- **Required action**:
Within the records, tally the lines that contain "below" and reply with that number only.

(Excerpts from a dataset)
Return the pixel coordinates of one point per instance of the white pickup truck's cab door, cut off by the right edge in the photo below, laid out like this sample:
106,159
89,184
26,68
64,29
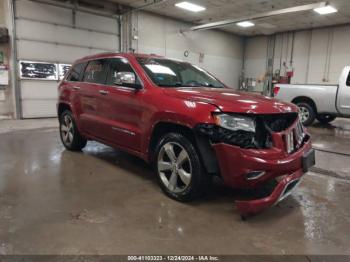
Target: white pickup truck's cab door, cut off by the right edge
343,97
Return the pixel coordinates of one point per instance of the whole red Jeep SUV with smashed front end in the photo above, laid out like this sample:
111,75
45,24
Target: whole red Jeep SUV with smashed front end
186,123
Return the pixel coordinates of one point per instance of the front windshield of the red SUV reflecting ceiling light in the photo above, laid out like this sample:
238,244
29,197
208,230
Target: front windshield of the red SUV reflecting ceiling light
170,73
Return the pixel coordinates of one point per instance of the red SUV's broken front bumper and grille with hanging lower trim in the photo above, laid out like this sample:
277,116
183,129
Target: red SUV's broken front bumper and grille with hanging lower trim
280,149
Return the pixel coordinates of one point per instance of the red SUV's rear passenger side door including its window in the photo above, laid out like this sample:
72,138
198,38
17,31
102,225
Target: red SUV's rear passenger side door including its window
92,95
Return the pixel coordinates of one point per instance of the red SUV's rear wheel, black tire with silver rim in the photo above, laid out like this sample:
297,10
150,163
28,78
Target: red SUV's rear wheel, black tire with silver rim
69,133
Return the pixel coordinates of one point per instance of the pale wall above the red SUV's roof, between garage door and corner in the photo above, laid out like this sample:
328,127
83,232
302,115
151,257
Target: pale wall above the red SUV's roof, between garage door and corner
223,52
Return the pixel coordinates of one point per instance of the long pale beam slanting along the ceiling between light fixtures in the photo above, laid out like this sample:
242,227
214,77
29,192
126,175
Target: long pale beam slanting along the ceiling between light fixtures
227,22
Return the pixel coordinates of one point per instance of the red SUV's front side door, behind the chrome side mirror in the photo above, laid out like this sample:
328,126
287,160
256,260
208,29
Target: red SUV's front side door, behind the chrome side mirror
123,108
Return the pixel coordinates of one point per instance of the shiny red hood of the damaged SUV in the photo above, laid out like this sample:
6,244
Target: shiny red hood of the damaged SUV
228,100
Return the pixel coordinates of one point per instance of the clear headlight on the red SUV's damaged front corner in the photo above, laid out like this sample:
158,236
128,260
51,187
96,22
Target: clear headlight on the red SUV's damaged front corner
235,122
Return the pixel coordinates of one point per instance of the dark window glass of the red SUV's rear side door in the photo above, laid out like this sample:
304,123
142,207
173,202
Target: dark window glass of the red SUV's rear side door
95,71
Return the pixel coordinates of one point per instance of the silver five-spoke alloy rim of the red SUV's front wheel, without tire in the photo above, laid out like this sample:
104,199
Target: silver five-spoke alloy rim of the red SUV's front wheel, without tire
174,167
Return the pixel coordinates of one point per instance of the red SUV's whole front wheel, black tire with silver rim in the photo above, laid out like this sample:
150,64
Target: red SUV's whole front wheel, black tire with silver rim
180,172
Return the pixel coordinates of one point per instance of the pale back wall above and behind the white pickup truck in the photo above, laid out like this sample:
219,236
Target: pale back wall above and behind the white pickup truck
319,55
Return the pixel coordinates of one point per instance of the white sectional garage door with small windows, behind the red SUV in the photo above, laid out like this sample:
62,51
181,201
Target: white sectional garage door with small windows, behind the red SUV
48,39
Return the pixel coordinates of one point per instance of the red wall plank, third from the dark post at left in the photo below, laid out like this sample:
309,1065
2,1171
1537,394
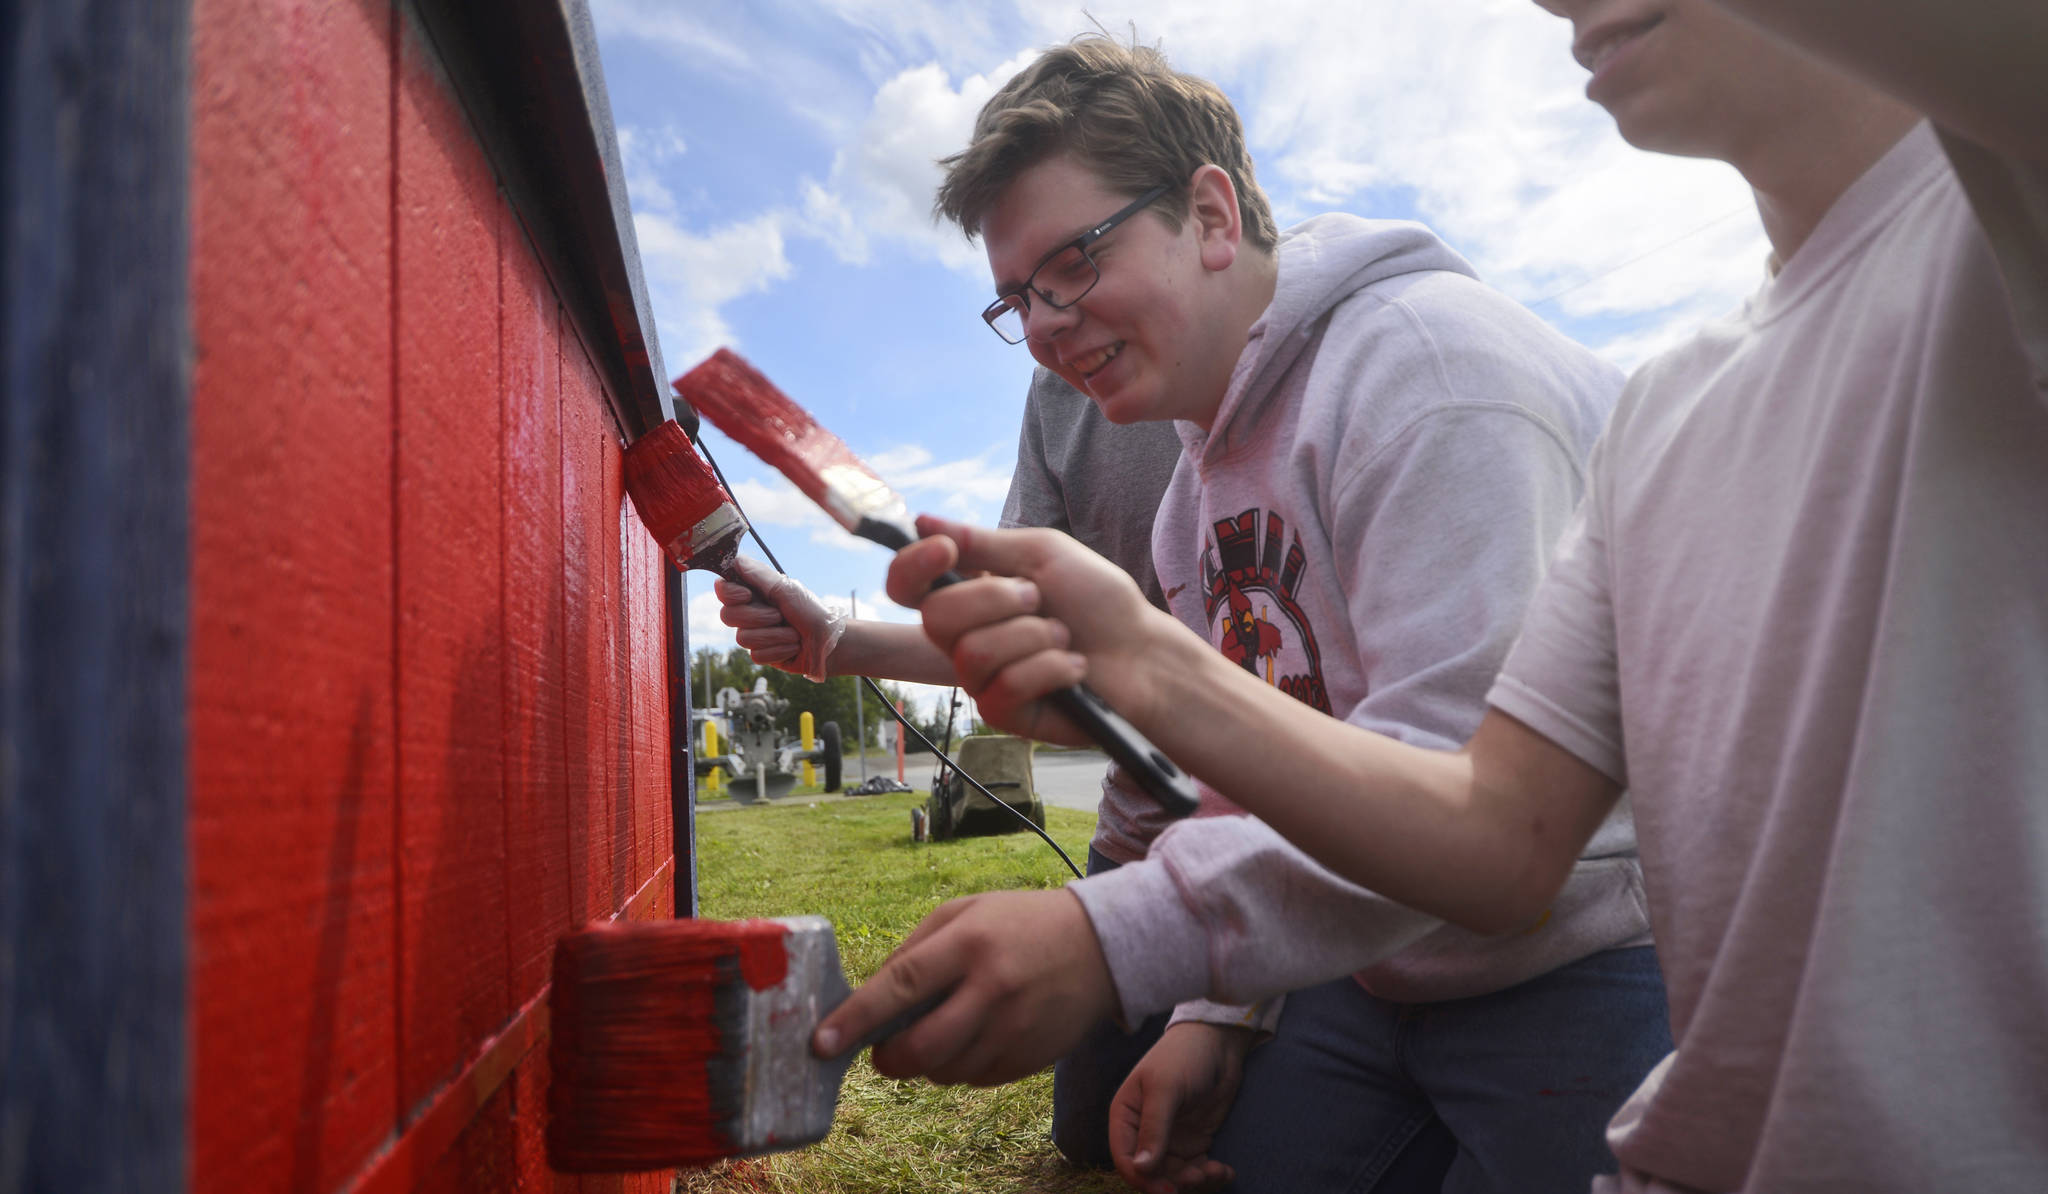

- **Problem solution**:
2